Exercise text:
_ _ _

Endless compassion, practical skills and perseverance enabled them to create the Harnas Wildlife Refuge, harnas meaning “shield” or “protection” in Zulu. With its international interns and local staff, Harnas today welcomes visitors from around the world to commune with rescued charismatic megafauna.

We arrived near nightfall to encounter honey badgers, hartebeest, elands, warthogs and kudu, their eyes glistening among the dusty acacia groves. That night, the eagle owl, the hoopoe and the last high-energy songs of the fork-tailed drongo and common waxbill were serenading us to sleep when, suddenly, nearby lions began their nightly conversations – happy roars by any other name.

The next day we were introduced to the largest protected pack of wild dogs in Africa and a stunning array of local residents – native mongooses Stinky and Monsieur Robert, baboons Booboo and Violet, and infant cheetah Cleopatra – and there was Marieta, rubbing the stomach of an adolescent lion, Zion, who knows her to be his true surrogate mother.

_ _ _

Information supplied:
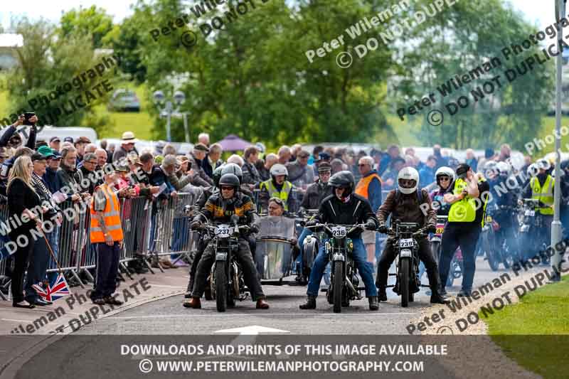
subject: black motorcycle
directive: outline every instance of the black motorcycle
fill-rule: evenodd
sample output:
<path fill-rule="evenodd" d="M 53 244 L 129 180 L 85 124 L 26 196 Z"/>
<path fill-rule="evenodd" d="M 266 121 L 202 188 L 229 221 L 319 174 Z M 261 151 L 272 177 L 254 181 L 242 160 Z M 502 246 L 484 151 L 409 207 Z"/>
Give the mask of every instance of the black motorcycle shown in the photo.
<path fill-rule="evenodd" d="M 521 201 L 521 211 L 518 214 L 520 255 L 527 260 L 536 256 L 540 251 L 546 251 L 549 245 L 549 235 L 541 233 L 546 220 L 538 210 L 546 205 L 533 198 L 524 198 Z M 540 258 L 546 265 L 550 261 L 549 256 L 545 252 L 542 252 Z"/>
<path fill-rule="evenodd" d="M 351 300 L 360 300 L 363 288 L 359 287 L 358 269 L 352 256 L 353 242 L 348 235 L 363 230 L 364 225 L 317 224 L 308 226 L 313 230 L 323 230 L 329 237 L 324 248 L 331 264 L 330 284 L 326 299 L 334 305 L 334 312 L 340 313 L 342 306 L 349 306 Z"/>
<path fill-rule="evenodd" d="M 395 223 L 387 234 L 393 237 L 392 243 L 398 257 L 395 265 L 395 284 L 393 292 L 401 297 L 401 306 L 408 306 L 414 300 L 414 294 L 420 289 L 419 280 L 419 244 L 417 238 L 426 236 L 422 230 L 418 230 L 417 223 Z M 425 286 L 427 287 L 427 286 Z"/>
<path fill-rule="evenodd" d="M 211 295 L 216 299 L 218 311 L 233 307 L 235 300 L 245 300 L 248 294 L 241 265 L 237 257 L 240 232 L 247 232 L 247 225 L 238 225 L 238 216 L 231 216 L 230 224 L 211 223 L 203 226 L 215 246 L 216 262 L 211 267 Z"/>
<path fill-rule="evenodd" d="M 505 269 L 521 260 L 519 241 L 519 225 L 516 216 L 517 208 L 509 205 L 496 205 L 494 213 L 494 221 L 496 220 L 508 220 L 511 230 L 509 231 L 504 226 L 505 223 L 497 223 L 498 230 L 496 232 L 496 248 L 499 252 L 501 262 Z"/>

_ _ _

Required work:
A - Using the passage on the Harnas Wildlife Refuge, answer each question briefly:
(i) What does the word "harnas" mean in Zulu?
(ii) What is the name of the infant cheetah?
(iii) What is the name of the adolescent lion whose stomach Marieta was rubbing?
B - From the passage on the Harnas Wildlife Refuge, return the words from "Endless compassion, practical" to "any other name.", copied exactly.
The entries have no role in this exercise.

Answers to the problems:
A -
(i) "Shield" or "protection"
(ii) Cleopatra
(iii) Zion

B -
Endless compassion, practical skills and perseverance enabled them to create the Harnas Wildlife Refuge, harnas meaning “shield” or “protection” in Zulu. With its international interns and local staff, Harnas today welcomes visitors from around the world to commune with rescued charismatic megafauna.

We arrived near nightfall to encounter honey badgers, hartebeest, elands, warthogs and kudu, their eyes glistening among the dusty acacia groves. That night, the eagle owl, the hoopoe and the last high-energy songs of the fork-tailed drongo and common waxbill were serenading us to sleep when, suddenly, nearby lions began their nightly conversations – happy roars by any other name.